Find each line below that contains the word "tripod" and copy it out in full. Case counts.

######

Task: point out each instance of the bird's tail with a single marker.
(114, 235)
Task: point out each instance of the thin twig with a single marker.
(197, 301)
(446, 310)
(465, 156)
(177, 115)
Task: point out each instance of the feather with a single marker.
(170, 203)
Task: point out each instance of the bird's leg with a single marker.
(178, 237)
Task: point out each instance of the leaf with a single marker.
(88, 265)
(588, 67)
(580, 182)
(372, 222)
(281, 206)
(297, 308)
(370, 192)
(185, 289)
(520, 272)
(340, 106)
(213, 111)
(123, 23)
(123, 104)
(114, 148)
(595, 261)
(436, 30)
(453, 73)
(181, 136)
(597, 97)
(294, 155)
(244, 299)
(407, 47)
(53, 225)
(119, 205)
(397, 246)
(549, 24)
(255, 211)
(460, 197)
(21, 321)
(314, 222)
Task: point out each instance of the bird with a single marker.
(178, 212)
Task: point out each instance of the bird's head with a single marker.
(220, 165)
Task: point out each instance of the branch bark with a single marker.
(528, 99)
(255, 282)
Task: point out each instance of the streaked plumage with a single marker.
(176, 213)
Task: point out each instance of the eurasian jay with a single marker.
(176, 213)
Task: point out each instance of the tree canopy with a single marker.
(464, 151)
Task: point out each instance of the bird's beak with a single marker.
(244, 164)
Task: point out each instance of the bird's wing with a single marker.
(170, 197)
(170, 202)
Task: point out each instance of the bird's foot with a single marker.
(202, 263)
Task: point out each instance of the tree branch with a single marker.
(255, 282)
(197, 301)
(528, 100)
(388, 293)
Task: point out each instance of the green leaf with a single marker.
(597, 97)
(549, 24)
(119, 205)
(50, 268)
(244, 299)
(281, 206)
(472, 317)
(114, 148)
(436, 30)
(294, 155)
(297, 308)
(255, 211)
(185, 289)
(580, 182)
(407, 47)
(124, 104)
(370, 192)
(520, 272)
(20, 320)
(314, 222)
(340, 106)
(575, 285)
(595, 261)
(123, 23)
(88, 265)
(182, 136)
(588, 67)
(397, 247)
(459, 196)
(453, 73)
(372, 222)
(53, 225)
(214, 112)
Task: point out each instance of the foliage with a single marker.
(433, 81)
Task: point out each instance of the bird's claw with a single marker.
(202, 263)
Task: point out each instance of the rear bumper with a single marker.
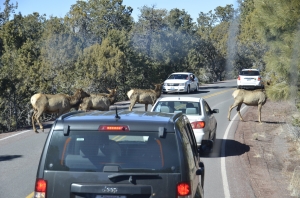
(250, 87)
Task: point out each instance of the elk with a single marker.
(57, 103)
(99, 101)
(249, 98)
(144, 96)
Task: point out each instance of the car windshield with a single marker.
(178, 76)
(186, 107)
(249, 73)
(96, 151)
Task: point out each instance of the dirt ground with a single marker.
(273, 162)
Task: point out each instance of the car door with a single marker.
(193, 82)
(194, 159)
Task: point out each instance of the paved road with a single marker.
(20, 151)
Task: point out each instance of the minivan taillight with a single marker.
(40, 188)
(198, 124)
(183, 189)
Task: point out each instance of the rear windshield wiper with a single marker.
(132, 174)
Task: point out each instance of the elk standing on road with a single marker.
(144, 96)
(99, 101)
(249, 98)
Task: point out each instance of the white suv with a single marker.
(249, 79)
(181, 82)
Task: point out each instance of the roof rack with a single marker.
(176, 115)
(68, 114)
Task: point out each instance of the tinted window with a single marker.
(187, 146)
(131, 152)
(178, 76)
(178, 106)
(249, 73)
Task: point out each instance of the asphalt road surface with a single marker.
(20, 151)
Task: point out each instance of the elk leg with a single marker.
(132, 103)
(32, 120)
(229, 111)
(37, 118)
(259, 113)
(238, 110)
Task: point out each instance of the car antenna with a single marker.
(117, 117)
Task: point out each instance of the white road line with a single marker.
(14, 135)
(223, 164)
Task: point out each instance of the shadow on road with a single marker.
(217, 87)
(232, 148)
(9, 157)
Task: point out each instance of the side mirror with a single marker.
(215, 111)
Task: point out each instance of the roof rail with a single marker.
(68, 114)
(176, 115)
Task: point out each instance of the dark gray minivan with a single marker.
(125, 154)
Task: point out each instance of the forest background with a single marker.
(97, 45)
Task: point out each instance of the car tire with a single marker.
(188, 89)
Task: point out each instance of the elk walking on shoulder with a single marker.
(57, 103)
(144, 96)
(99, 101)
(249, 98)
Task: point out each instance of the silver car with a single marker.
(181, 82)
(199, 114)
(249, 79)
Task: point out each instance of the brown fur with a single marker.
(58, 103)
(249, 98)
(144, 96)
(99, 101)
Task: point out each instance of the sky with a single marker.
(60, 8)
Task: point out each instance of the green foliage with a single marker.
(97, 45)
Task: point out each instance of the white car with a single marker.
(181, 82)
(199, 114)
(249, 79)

######

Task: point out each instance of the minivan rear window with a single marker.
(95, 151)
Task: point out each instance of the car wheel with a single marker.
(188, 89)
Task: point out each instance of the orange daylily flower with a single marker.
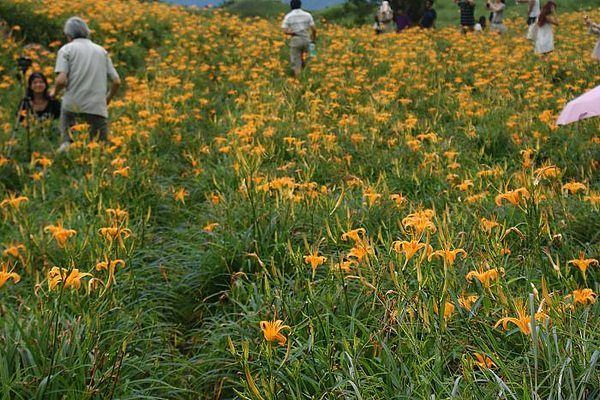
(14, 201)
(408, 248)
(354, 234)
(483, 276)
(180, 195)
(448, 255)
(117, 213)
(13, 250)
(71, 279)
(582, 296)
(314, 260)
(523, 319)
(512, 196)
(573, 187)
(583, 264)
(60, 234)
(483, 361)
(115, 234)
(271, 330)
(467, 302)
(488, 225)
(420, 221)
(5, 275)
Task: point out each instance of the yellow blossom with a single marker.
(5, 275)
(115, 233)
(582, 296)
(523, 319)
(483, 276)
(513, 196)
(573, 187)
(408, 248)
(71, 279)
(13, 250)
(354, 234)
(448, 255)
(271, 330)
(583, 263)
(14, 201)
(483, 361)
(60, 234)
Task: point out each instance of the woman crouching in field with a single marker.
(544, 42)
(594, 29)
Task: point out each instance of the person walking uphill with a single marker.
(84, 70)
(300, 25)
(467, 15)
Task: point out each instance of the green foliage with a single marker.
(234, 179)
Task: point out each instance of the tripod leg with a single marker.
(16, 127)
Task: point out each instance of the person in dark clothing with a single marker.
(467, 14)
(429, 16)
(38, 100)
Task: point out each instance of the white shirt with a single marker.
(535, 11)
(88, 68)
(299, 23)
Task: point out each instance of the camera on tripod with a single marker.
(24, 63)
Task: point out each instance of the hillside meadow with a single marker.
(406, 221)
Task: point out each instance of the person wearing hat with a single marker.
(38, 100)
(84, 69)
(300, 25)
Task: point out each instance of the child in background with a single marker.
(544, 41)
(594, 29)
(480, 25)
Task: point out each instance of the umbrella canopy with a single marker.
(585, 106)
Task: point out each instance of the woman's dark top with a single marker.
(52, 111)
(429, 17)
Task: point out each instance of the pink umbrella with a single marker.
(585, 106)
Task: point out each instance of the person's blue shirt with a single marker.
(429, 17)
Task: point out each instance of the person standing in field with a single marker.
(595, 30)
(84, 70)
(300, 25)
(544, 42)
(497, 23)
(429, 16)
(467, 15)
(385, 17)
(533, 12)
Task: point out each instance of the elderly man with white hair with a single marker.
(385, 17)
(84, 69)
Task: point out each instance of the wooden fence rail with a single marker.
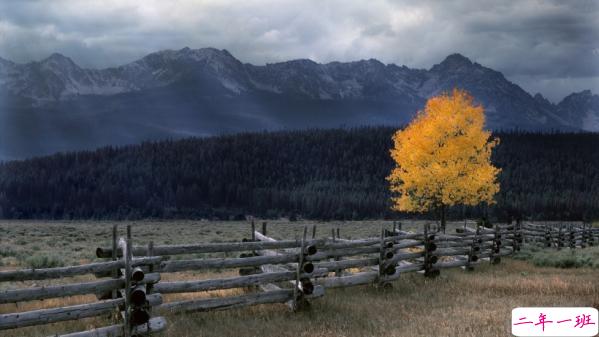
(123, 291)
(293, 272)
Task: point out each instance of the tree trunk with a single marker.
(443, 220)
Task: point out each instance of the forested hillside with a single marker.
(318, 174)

######

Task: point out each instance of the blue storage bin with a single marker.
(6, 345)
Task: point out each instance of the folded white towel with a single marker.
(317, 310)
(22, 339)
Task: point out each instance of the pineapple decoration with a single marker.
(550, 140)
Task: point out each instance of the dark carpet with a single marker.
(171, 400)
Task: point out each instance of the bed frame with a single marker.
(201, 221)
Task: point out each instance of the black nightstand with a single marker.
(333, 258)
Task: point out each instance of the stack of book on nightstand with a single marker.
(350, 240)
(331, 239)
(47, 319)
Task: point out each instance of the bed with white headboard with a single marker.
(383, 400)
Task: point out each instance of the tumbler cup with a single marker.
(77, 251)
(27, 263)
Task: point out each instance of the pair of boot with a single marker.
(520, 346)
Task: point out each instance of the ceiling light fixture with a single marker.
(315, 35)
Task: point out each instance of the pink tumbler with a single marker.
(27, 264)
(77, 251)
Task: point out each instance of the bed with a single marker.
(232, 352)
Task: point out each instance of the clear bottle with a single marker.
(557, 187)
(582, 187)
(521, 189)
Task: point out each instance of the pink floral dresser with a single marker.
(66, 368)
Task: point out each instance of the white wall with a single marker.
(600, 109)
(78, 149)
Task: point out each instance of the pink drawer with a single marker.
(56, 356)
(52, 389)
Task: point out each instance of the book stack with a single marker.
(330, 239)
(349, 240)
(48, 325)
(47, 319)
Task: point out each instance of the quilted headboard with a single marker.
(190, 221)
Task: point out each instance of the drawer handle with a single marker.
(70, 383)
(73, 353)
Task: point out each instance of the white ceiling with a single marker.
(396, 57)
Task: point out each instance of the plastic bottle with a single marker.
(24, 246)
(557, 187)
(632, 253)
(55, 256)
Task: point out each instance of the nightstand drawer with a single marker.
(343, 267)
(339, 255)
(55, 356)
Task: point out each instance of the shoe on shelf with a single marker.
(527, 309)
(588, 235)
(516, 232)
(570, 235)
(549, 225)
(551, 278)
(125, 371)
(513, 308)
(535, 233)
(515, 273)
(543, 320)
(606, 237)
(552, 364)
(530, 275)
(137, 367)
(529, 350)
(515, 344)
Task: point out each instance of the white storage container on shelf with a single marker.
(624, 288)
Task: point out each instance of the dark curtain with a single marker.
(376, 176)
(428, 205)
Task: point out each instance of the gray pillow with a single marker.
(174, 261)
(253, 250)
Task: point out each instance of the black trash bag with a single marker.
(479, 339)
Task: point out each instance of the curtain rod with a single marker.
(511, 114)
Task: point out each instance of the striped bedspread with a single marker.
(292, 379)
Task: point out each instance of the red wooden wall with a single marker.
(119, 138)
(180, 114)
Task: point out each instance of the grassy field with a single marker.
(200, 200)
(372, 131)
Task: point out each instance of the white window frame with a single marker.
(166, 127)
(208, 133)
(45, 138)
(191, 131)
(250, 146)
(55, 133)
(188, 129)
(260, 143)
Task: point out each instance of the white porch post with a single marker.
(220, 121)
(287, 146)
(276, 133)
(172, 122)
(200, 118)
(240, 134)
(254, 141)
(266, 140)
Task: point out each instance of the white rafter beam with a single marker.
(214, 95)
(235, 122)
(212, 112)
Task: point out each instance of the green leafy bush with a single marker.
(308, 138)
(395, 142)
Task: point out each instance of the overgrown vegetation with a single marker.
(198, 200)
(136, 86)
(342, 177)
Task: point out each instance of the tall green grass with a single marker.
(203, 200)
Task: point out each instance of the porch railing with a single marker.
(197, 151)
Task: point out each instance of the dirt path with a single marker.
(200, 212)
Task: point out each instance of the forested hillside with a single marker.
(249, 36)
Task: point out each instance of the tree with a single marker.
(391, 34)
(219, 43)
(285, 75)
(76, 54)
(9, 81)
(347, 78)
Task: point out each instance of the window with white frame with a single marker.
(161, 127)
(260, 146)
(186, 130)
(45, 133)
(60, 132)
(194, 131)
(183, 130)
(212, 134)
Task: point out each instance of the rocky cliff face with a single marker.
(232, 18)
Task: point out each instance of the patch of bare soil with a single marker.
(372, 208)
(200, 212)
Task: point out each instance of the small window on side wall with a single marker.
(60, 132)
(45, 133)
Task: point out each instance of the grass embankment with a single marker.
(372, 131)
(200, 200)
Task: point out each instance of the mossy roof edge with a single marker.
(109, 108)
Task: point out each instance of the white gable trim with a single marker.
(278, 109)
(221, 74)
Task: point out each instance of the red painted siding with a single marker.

######

* _Exercise output_
Task: point out each instance of the tripod leg with a single marker.
Task: point out each instance of the camera on tripod with a single marker.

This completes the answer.